# START OF Supplied material

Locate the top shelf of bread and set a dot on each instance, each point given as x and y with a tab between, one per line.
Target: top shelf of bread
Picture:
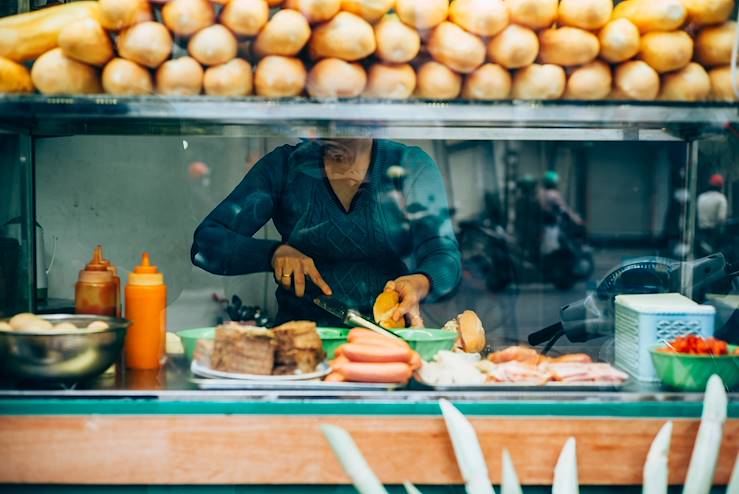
299	117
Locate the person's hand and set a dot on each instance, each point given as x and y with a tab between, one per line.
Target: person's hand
292	266
411	289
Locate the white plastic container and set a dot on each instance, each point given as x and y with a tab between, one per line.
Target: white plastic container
642	321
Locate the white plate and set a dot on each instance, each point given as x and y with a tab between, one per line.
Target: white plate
203	371
290	385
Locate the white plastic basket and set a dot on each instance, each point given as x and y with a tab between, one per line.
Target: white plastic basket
645	320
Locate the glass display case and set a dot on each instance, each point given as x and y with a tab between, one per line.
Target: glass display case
140	174
533	214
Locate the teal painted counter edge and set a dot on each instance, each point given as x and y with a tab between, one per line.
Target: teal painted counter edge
129	406
293	489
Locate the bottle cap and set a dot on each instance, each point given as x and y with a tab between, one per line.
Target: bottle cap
145	273
108	265
97	263
96	271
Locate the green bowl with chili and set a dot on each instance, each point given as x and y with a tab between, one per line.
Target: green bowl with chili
428	342
686	372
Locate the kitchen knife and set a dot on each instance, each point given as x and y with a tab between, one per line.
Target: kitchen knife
349	316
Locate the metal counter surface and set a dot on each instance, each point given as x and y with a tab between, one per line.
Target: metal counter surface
169	391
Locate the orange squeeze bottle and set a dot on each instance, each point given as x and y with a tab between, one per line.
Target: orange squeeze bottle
94	292
116	281
146	308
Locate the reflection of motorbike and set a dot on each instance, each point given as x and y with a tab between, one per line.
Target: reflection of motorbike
593	316
488	250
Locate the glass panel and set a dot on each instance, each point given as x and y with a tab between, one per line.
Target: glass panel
539	225
16	217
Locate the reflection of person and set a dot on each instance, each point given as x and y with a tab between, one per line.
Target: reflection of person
349	223
528	217
551	200
712	210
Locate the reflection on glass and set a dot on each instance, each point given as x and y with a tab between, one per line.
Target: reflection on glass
530	235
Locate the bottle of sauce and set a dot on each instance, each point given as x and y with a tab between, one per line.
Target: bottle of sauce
116	281
94	292
146	308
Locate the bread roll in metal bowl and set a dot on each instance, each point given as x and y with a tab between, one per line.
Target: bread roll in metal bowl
62	355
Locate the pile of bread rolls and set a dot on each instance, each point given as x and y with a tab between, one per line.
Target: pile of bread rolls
676	50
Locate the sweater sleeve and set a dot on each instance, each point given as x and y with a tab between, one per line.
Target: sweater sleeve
435	247
223	243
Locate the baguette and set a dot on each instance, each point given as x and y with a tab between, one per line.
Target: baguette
86	40
124	77
120	14
28	36
55	73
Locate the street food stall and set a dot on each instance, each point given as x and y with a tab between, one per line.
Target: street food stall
314	215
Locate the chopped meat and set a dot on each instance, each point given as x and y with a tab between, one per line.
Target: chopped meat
515	353
243	350
587	372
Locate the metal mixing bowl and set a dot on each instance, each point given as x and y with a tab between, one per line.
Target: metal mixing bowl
63	355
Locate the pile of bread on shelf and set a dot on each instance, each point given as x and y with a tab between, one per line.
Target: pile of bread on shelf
433	49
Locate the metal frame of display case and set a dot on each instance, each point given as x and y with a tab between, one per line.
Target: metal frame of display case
621	424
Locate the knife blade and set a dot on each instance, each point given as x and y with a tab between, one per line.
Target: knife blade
349	316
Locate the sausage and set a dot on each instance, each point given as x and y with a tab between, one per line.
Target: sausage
389	372
415	361
359	352
367	337
339	360
334	377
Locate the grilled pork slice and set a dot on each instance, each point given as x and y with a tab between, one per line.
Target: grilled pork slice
298	347
243	350
515	353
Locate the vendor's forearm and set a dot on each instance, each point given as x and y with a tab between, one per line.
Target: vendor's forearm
444	271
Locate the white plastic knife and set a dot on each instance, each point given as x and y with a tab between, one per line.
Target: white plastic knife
467	449
352	460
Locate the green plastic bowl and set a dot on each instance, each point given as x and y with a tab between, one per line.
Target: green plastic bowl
428	342
332	339
190	337
691	372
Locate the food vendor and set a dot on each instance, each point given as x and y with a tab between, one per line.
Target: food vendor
356	216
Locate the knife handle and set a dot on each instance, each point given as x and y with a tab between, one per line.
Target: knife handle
354	318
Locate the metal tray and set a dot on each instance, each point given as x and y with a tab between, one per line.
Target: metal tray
548	387
213	384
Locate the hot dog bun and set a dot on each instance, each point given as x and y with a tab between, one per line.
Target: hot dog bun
385	305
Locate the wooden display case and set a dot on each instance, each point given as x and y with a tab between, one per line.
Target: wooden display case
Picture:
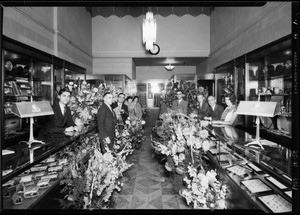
253	174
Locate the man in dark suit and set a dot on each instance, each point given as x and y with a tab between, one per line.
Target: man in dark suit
179	104
107	121
121	110
215	110
61	121
203	107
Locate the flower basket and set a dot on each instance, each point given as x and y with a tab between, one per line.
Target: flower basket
177	182
179	170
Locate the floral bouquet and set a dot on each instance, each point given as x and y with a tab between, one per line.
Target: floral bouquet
203	190
122	138
182	139
93	176
135	127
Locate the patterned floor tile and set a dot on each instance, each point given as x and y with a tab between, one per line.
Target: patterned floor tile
147	184
170	201
123	202
168	191
143	182
157	203
138	201
140	190
127	191
152	182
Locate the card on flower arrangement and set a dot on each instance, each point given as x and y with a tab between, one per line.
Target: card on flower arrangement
254	167
256	186
276	203
276	183
238	170
289	193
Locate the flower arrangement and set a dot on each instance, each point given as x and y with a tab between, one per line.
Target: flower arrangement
203	190
122	138
85	101
182	139
190	91
135	127
93	176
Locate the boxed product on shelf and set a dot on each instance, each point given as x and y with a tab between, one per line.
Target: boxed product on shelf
38	168
49	160
276	183
26	178
16	199
55	168
10	183
50	176
276	203
39	174
256	185
43	183
31	191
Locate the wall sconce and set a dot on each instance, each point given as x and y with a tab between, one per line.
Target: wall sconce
149	31
169	67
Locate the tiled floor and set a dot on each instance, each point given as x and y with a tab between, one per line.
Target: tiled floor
146	184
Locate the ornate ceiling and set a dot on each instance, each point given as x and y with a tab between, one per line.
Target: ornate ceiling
138	11
137	8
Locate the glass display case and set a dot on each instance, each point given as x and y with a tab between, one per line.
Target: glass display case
73	74
58	65
262	177
225	76
43	173
117	81
184	77
268	73
26	75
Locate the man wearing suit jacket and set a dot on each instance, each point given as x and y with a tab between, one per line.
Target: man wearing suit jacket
121	110
107	121
61	121
179	104
215	110
203	106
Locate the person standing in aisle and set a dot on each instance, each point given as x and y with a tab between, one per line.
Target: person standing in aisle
179	104
215	110
203	108
62	121
120	108
137	107
229	116
107	121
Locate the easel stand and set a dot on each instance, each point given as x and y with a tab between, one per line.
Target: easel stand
31	138
257	139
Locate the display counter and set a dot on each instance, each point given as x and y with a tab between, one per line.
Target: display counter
40	167
262	176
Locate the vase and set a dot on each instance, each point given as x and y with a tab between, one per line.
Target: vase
179	170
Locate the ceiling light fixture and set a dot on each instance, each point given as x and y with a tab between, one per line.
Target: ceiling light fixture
169	67
149	31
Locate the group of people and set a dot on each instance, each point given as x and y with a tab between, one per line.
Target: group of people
210	110
108	116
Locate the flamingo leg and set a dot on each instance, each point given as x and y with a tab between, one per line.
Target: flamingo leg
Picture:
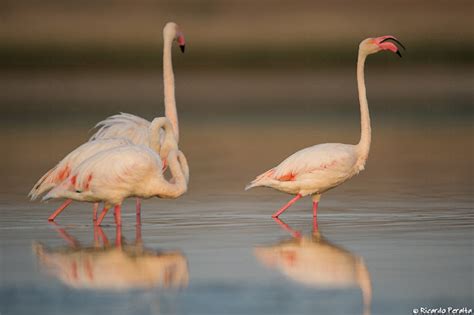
138	204
315	216
94	212
59	209
138	234
118	236
105	240
66	236
287	228
102	215
285	207
96	236
118	216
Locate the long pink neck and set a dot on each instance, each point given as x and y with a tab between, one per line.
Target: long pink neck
365	134
168	83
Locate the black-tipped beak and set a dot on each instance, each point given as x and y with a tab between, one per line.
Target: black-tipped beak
395	40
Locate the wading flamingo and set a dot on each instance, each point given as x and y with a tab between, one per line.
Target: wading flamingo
127	171
62	170
315	170
136	128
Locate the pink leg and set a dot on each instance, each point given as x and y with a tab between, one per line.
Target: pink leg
118	236
102	215
138	204
138	234
96	236
315	216
287	228
59	210
292	201
118	216
94	212
105	240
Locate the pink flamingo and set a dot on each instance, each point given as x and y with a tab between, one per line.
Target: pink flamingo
113	175
136	128
315	170
63	169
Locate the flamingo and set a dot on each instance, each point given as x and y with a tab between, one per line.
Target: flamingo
135	128
319	168
112	175
315	262
62	170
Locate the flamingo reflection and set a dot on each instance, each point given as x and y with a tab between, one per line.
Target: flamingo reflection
313	261
117	267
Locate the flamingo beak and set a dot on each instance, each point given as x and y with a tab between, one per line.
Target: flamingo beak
386	43
181	42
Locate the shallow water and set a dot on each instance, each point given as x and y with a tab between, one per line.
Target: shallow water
397	237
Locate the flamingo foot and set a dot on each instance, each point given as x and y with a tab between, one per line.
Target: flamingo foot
285	207
59	209
102	215
287	228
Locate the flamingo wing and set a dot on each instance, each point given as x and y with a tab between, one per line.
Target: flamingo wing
123	125
320	161
110	174
63	169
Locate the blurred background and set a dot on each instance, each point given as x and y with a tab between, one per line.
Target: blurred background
65	65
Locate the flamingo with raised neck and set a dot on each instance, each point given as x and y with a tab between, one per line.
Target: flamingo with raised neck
317	169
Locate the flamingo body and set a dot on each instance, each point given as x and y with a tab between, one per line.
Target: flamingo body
313	170
123	125
63	169
316	169
113	175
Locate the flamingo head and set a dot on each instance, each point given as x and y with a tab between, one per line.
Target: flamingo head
173	31
374	45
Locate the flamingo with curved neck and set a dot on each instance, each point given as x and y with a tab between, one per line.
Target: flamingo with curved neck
127	171
88	150
317	169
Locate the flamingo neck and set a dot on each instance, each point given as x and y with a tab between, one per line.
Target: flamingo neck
162	145
168	83
176	186
365	135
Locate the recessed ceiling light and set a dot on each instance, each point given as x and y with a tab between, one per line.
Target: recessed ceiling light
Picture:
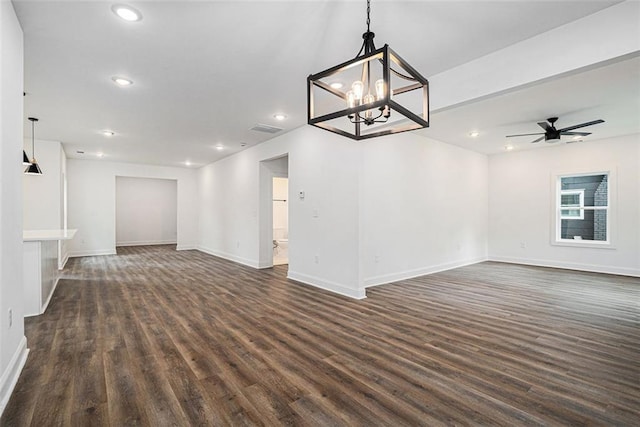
121	81
126	12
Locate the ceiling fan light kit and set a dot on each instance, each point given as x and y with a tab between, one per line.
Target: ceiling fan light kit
386	94
551	134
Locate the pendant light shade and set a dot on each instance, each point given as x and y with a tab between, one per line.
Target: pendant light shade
377	93
33	168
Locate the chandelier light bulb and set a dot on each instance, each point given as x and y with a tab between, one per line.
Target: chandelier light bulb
358	89
380	89
368	99
351	99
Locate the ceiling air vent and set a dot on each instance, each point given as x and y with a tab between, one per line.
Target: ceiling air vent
266	128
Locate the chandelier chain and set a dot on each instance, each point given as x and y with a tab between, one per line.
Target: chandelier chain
368	14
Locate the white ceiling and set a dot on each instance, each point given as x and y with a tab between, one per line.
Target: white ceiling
205	72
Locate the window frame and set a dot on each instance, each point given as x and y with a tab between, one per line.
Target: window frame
579	207
556	219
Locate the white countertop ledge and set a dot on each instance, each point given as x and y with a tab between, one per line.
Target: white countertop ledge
39	235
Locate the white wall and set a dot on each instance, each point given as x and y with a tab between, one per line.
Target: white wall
92	203
521	205
13	344
42	207
146	211
399	198
424	208
323	227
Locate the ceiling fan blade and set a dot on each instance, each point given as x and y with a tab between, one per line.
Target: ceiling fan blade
595	122
544	125
524	134
576	133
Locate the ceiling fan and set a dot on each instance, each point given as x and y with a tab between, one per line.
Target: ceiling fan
551	134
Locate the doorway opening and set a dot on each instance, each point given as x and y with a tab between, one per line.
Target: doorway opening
280	220
274	247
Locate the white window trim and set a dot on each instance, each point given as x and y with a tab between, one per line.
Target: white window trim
611	206
579	207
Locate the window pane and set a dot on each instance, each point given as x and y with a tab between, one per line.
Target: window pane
570	200
594	186
571	212
592	227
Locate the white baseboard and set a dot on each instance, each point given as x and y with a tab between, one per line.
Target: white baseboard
186	247
230	257
423	271
63	262
147	243
592	268
327	285
99	252
10	376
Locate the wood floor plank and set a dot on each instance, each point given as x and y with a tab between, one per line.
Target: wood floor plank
153	336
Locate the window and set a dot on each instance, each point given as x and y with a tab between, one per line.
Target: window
582	206
572	199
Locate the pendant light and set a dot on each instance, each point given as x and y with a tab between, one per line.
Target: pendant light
33	168
377	93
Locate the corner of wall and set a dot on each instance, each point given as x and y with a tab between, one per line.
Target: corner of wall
10	376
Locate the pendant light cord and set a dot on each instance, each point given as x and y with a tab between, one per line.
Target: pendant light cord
368	46
33	142
368	15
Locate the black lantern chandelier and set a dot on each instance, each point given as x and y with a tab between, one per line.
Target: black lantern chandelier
33	168
377	93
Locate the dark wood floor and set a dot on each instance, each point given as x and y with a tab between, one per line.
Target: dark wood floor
158	337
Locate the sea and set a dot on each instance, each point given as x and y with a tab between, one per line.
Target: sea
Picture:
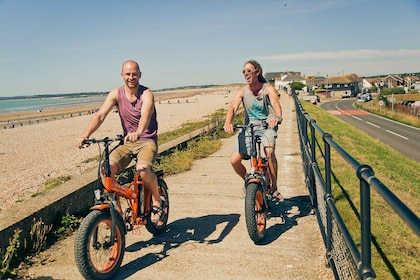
34	103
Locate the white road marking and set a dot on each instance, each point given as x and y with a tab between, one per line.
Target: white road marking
396	134
372	124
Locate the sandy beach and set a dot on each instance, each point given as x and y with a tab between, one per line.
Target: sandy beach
33	153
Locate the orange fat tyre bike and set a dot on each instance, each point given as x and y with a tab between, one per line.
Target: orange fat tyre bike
100	240
257	185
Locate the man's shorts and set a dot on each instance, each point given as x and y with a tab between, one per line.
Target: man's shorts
243	142
146	152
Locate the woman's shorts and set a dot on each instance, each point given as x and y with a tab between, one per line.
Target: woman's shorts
146	152
243	142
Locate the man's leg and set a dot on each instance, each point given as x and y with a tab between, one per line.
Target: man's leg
236	161
272	162
150	182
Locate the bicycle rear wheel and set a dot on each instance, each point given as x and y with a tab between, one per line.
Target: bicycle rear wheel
96	256
255	212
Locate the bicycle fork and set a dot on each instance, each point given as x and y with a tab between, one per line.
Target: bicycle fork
258	178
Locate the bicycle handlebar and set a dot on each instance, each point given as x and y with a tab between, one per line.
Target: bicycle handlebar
104	140
264	124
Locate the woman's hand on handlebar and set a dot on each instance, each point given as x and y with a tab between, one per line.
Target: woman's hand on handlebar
131	137
273	122
80	142
228	128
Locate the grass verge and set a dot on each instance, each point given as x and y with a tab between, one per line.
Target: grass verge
396	249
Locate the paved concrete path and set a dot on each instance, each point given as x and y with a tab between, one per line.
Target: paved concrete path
207	237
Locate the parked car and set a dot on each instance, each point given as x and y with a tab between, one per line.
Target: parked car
365	97
407	102
346	94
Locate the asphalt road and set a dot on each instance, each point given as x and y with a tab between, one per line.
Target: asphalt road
401	137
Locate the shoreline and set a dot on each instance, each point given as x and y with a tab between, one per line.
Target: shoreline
23	118
36	154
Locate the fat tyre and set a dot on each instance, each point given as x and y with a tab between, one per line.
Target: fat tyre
255	214
150	226
99	259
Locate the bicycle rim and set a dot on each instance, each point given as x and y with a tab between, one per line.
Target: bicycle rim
255	215
96	256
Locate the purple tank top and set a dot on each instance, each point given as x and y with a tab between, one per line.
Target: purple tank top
130	114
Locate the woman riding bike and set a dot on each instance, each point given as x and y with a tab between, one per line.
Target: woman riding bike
261	103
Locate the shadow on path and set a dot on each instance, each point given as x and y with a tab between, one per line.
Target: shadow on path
181	231
290	211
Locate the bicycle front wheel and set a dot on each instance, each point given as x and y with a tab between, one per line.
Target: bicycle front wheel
255	212
97	257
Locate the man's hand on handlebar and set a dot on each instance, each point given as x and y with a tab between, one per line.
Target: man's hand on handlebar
229	128
131	137
80	142
273	122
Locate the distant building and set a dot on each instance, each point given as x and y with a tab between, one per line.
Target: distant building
394	81
270	77
284	81
341	85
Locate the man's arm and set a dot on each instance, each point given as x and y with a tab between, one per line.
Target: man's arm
234	105
147	110
98	118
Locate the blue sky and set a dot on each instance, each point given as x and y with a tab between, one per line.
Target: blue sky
78	46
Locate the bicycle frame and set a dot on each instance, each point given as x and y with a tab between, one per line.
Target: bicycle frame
259	167
100	240
134	216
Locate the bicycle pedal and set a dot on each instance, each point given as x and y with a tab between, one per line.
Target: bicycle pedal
136	230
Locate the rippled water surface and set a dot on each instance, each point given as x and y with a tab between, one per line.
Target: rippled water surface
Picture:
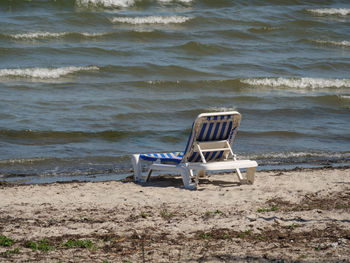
86	83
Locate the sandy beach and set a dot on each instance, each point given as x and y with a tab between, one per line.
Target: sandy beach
286	216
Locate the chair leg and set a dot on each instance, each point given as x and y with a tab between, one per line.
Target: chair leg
149	175
137	167
239	175
186	178
251	175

# END OF Supplied material

• Goal: Could you print the records again, from the line containing "Locate the man's arm" through the end of the records, with the pictures left out?

• Complete response:
Locate the man's arm and set a dot on each instance, each point given as x and y with a tab between, one per line.
Target: man's arm
234	105
147	110
98	118
Locate the blue sky and set a dot on each instance, each point given as x and y with a tab between, one per line.
Target: blue sky
78	46
Locate the bicycle frame and set a dot on each instance, each point given as x and y with a tab between, one per line.
Target: bicycle frame
259	167
100	240
134	216
Locate the bicycle pedal and set a dot on each instance, each point given as x and y with a tab between, one per line.
Target: bicycle pedal
136	230
Locate the rippled water surface and set a dot on each instance, each point given as x and y with a tab between, one per line.
Target: rippled water surface
Picture:
86	83
Locate the sandy beach and set a dot on each instance, each point given as x and y with a tab between, one per line.
Target: sandy beach
286	216
Locate the chair leg and set a dot on each instance, each point given as x and y with a tab between, one per line.
Target: chair leg
149	175
137	167
239	175
186	178
251	175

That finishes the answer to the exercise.